Time is running out on the inmates’ control of our nation’s preeminent psychotic mental ward . . . now located at 1600 Pennsylvania Avenue, Washington, DC. The patients’ debauchery-based party is coming to an end. Nurse Ratched will again regain control. The inmates will be returned to their beds, securely strapped in for everyone’s safety. When the inmates’ actions are exposed to them in the light of day, when they are told that Mommy will be informed of what they did, a metaphoric political throat will be slit, and political appointee Jeff Sessions will bleed out. Another political person, the party thrower, the Tweeter-in-Chief, will be made meek and mild by political neutralization; he’ll be rendered docile by his self-inflicted political lobotomy. Then, and only then, will order return to the ward’s West Wing. One can dream, no?

• [Available data]:
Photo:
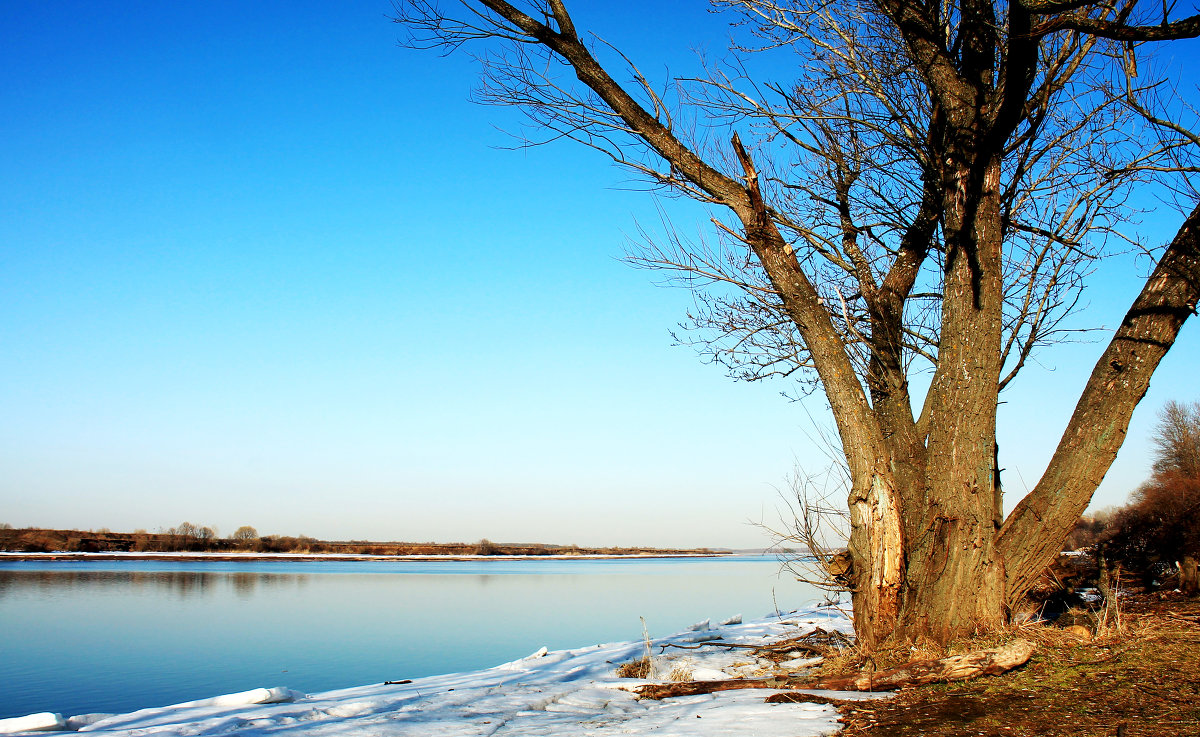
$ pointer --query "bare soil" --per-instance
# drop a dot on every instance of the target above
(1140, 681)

...

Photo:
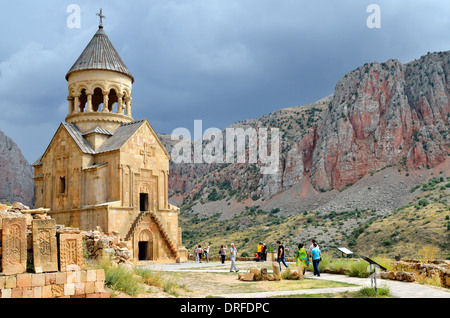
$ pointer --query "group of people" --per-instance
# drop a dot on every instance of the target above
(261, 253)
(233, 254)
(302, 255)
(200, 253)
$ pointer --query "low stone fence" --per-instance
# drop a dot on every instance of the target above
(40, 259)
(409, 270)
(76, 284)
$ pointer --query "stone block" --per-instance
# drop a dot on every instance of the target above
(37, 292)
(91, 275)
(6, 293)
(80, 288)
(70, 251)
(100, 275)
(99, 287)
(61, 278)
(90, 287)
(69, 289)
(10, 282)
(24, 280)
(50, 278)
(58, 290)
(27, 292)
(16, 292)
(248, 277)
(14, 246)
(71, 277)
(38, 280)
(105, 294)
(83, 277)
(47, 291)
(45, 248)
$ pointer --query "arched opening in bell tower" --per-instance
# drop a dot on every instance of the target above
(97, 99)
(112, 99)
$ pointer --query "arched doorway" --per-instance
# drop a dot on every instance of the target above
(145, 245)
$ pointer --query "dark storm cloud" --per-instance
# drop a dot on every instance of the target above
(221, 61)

* * *

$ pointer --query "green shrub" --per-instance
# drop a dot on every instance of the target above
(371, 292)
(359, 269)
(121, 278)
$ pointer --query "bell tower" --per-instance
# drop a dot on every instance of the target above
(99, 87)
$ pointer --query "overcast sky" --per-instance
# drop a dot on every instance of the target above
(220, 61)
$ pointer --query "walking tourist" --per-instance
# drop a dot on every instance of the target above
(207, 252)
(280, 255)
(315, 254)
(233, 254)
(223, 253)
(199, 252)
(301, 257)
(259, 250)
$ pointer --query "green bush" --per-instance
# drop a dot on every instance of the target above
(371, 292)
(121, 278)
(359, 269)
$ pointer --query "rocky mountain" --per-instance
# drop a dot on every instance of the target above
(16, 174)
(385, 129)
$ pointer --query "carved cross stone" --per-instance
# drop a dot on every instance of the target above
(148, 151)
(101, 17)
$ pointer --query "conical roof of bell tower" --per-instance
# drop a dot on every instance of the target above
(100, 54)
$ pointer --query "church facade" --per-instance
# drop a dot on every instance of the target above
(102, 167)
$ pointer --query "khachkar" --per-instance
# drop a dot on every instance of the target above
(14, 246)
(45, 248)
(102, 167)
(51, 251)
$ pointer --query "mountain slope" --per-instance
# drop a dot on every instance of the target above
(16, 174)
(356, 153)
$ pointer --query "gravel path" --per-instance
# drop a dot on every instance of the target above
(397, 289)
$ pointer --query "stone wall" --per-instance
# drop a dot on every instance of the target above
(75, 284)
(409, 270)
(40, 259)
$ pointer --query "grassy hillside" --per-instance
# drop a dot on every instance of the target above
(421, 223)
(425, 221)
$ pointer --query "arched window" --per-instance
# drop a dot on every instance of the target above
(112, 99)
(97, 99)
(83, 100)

• [Activity A]:
Print, word for word, the part of the mental ward passage between "Time is running" and "can dream, no?", inclusive.
• [Activity B]:
Please answer these questions on the mental ward passage, one answer a line:
(i) At what address is the ward now located?
(ii) Which political appointee will bleed out?
(iii) In which part of the ward will order return?
• [Activity C]:
Pick up the mental ward passage after its last sentence and carry it on.

• [Reply A]:
Time is running out on the inmates’ control of our nation’s preeminent psychotic mental ward . . . now located at 1600 Pennsylvania Avenue, Washington, DC. The patients’ debauchery-based party is coming to an end. Nurse Ratched will again regain control. The inmates will be returned to their beds, securely strapped in for everyone’s safety. When the inmates’ actions are exposed to them in the light of day, when they are told that Mommy will be informed of what they did, a metaphoric political throat will be slit, and political appointee Jeff Sessions will bleed out. Another political person, the party thrower, the Tweeter-in-Chief, will be made meek and mild by political neutralization; he’ll be rendered docile by his self-inflicted political lobotomy. Then, and only then, will order return to the ward’s West Wing. One can dream, no?

• [Reply B]:
(i) 1600 Pennsylvania Avenue, Washington, DC
(ii) Jeff Sessions
(iii) The West Wing

• [Reply C]:
Life is now completely reflecting art. Movie art. Watching these first one hundred days of Trump’s presidency has been akin to watching One Flew Over the Cuckoo’s Nest. Just like in that movie, it was only a matter of time before the White House’s inmates’ partying sessions came to an end. Who could have guessed that Jeff Sessions would deliver, if not the fatal, then a crippling blow to the head of Trump? I had my suspicions about the lying, voter-suppressing, racist Sessions. He is now the most visible mental inmate of the West Wing, where psychotic patient Trump resides. I wrote about the similarities between President Trump and a psychotic patient in “Narcissistic Jingoism” and in “Presidential Lithium Blood Levels Obtained?” and in “Presidential Postulations from a Joint Session of Congress Speech.”
Attorney General Jefferson Beauregard “Jeff” Sessions III has truly trumped Trump’s (known) despicable behavior. At best, he misled Congress and/or committed perjury. At worst, he participated in helping Russia affect the outcome of the 2016 election of Trump. Regardless, he has surfaced, and now a bright shining light is illuminating Trump’s swamp. I want to thank you for that, Jeff. Thanks indeed!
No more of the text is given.